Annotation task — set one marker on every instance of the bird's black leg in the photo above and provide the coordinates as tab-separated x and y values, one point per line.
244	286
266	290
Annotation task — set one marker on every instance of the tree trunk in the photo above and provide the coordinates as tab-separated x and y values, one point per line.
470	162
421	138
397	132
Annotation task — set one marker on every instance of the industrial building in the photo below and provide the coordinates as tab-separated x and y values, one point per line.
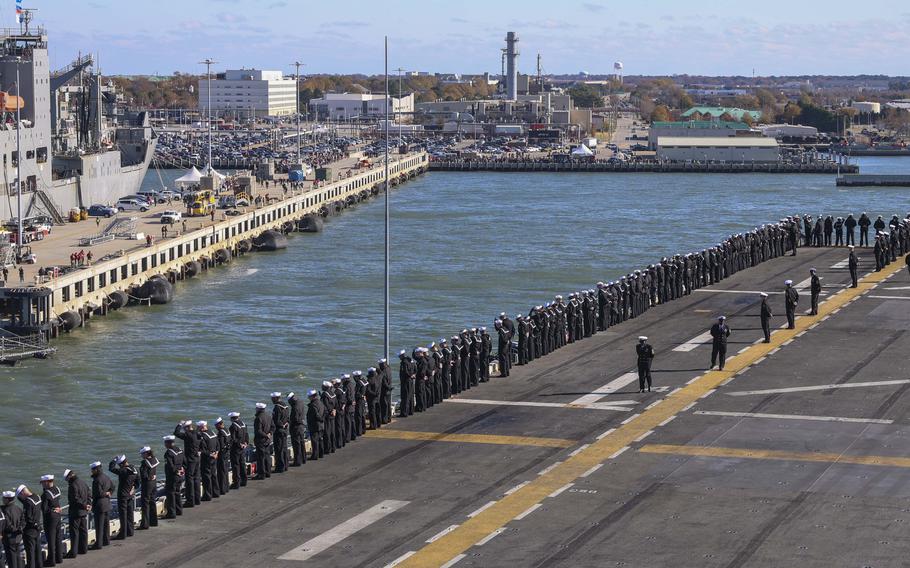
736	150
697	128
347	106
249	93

- - - - -

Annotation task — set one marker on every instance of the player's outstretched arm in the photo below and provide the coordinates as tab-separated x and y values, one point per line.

- - - - -

Gather each of the preceding rows that contains the word "above" and copy those rows in full, one per line.

Annotation task — set one marker on every instance of the bird's black leg in the photo above and provide the coordinates as tab-separated x and y values, one point per line.
Annotation task — set one marker on every instance of the tree trunk in the photo above and provide the coordinates as tab-separated x and y values, one point per line.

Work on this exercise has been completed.